Given entries START
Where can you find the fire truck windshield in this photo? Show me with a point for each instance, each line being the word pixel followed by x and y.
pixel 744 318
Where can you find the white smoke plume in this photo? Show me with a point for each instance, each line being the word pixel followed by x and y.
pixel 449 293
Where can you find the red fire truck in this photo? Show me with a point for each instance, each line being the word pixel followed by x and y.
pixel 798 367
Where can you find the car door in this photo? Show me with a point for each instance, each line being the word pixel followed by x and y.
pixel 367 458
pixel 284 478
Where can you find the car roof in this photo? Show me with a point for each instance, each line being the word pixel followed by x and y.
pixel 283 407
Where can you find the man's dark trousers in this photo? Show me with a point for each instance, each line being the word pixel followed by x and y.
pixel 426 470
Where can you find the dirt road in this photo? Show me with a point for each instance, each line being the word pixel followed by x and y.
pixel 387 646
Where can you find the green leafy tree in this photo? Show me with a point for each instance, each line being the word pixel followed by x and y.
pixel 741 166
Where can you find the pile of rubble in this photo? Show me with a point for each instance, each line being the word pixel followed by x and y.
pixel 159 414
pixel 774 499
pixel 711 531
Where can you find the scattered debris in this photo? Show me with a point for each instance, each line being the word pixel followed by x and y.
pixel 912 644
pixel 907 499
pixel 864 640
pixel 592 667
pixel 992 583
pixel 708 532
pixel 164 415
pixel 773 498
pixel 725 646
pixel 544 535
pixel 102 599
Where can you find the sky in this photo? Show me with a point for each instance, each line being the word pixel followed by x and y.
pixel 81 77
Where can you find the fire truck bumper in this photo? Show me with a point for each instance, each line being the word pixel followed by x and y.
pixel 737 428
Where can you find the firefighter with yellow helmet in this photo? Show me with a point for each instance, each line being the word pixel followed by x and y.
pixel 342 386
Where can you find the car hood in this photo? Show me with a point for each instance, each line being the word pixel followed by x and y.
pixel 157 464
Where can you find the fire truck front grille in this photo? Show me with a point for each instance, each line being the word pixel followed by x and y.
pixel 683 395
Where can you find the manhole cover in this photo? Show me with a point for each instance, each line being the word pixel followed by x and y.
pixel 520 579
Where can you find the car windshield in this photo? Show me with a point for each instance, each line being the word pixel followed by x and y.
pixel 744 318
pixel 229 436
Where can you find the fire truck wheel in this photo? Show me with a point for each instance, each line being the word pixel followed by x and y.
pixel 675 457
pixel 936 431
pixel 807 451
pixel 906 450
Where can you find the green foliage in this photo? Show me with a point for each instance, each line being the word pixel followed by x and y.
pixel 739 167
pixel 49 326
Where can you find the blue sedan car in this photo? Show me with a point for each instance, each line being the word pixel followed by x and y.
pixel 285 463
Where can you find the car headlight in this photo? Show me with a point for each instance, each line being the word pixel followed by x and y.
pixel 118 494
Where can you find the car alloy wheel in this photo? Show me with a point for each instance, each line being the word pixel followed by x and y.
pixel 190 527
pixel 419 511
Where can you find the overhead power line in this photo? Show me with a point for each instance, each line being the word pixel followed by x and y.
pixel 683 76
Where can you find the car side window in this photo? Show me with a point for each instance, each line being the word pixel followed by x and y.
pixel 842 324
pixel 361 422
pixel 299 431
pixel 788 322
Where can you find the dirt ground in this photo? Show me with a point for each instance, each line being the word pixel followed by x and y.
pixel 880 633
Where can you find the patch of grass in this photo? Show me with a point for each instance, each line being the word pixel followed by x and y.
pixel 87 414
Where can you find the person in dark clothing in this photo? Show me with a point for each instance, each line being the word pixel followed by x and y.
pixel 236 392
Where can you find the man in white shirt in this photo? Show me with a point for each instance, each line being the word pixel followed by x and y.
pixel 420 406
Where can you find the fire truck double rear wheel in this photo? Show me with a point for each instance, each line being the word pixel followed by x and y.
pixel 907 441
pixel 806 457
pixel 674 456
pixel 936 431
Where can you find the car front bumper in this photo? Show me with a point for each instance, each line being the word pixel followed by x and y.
Given entries END
**Assignment**
Repeat the data exactly as it was given above.

**Solution for this exercise**
Where can you find the fire truck windshield in this photo? Show me with a point for each instance, each line being the word pixel followed by x and y.
pixel 744 318
Where can you find the white smoke plume in this photo? Show me with a point for each instance, each line being the word pixel followed by x and y.
pixel 449 293
Where can you find the red fire truck in this photo? Show me with a point for each instance, each line being the word pixel followed by x and y.
pixel 798 367
Where can you find the car door in this photo? Show me with a point for each instance, each line being the word pixel followed by x and y.
pixel 367 458
pixel 284 478
Where can you find the car roof in this photo? Show me with a point for each instance, each line being the word pixel followed by x and y.
pixel 283 407
Where can you find the man's dark trousers in this photo? Show me with a point for each instance, each line being the word pixel followed by x and y.
pixel 426 470
Where can you find the dirt road in this photo? Show me with a point for each instance, each line being the word pixel followed by x and y.
pixel 387 646
Where can you find the green leafy tree in this photo? Show me with a point for each instance, each line being the word pixel followed by x and y.
pixel 741 166
Where can you find the pile of rubble in this photo? Show me with a point for each instance, each line being the word pixel followed by x and y.
pixel 159 414
pixel 774 499
pixel 711 531
Where can you find the scattered debris in this photo? Show me with a point for each instance, each line being the word pixel followed by x and y.
pixel 912 644
pixel 907 499
pixel 864 640
pixel 592 667
pixel 992 583
pixel 708 532
pixel 164 415
pixel 773 498
pixel 725 646
pixel 544 535
pixel 102 599
Where can you find the sky in this photo? Show me with a point for each instance, each line being the word pixel followed by x and y.
pixel 81 77
Where can you find the fire truck bumper in this photo? Show me with a point for each instance, each line being the word pixel followed by x and y.
pixel 737 428
Where can you find the firefighter with yellow helmet in this photo? Show me with a point for each instance, each line being the word pixel followed by x and y.
pixel 342 386
Where can you find the car hood in this photo? Show me with a point for each instance, each line being the word pixel followed by x and y.
pixel 157 464
Where can you find the fire truck front grille in this photo? Show me with a point for each instance, each line being the word pixel followed by x and y.
pixel 683 395
Where can you find the manhole cover in this photo? Show me with a point for each instance, each line being the word pixel followed by x and y.
pixel 520 579
Where can you find the car windshield in this photo? Show me with a point for each instance, each line being the word pixel followed by x and y.
pixel 744 318
pixel 229 436
Where can you find the fire truck wheel in this photo? Show me with a point for each instance, each line being the word pixel followed by x and y.
pixel 675 457
pixel 936 431
pixel 807 451
pixel 906 450
Where can you find the green foliage in this photo? Show me with a point for each instance, each line being the word pixel followed by x and y.
pixel 739 167
pixel 49 326
Where can you find the blue sedan car in this photo? Show me with a point for each instance, each line being the word pixel followed by x and y.
pixel 285 463
Where can you find the car headlight in this photo? Show me with a point for each instance, each line being the word pixel followed by x and y.
pixel 118 494
Where can you find the car alloy wheel in this photo? Show me with a point for each instance, each line being the word pixel followed by x and y.
pixel 190 527
pixel 419 511
Where can you find the overhead power line in this photo? Show me with a point for each instance, each line being the word pixel followed by x and y.
pixel 683 76
Where can you find the car side window in this photo? Show me with a point for each instance, each line being the word pixel followed by x and y.
pixel 842 324
pixel 361 422
pixel 299 431
pixel 788 322
Where can you find the dirt ground in this photo? Show me with a point for each instance, each line being the word pixel followed by x and y.
pixel 880 633
Where can you find the patch of grass in this photo? Show me with a point for each instance, each line being the word pixel followed by x and y.
pixel 87 414
Where can you find the person in dark clothing in this photo? Show me with a point for each instance, each line being the word pixel followed by x and y.
pixel 236 392
Where can you find the man in white shirt in this photo? Show me with a point for each instance, each line being the word pixel followed by x and y.
pixel 420 406
Where can you find the fire truck double rear wheel in this photo? Show me with a point for each instance, each line being the word pixel followed by x and y.
pixel 907 441
pixel 806 457
pixel 674 456
pixel 936 431
Where can you find the car front bumper in this photo? Show me with a point for each instance, each line being the word pixel followed by x and y.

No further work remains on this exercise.